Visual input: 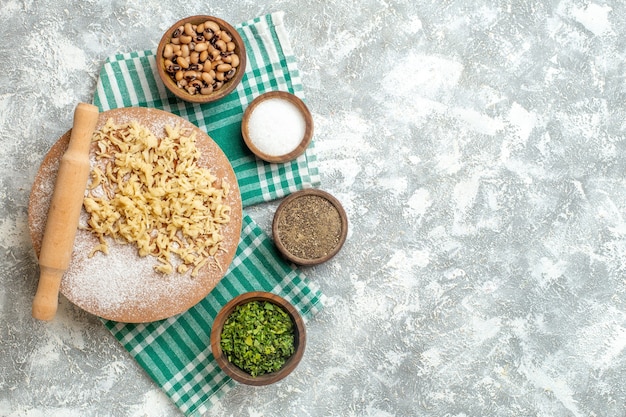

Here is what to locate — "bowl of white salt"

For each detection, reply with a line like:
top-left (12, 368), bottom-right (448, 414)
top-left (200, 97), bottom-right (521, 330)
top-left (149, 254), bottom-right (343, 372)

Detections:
top-left (241, 91), bottom-right (313, 163)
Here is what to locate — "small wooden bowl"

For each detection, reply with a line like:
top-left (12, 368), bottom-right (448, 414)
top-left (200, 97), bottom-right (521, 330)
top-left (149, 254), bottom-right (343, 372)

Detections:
top-left (156, 15), bottom-right (247, 103)
top-left (272, 189), bottom-right (348, 265)
top-left (241, 91), bottom-right (313, 164)
top-left (211, 291), bottom-right (306, 386)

§ §

→ **Instructions for the task**:
Quote the material in full and exactly; do not carry over its pictures.

→ **Output of the exercise**:
Visual input: 

Here is what to locate — "bowl of white salt"

For each detection, reply with a line like:
top-left (12, 368), bottom-right (448, 414)
top-left (200, 97), bottom-right (521, 330)
top-left (149, 254), bottom-right (343, 372)

Detections:
top-left (241, 91), bottom-right (313, 163)
Here is what to locate — "small wooden bowl"

For each detection, reply with a line like:
top-left (12, 368), bottom-right (448, 414)
top-left (200, 97), bottom-right (521, 330)
top-left (149, 254), bottom-right (343, 372)

Detections:
top-left (156, 15), bottom-right (247, 103)
top-left (272, 189), bottom-right (348, 265)
top-left (241, 91), bottom-right (313, 164)
top-left (211, 291), bottom-right (306, 386)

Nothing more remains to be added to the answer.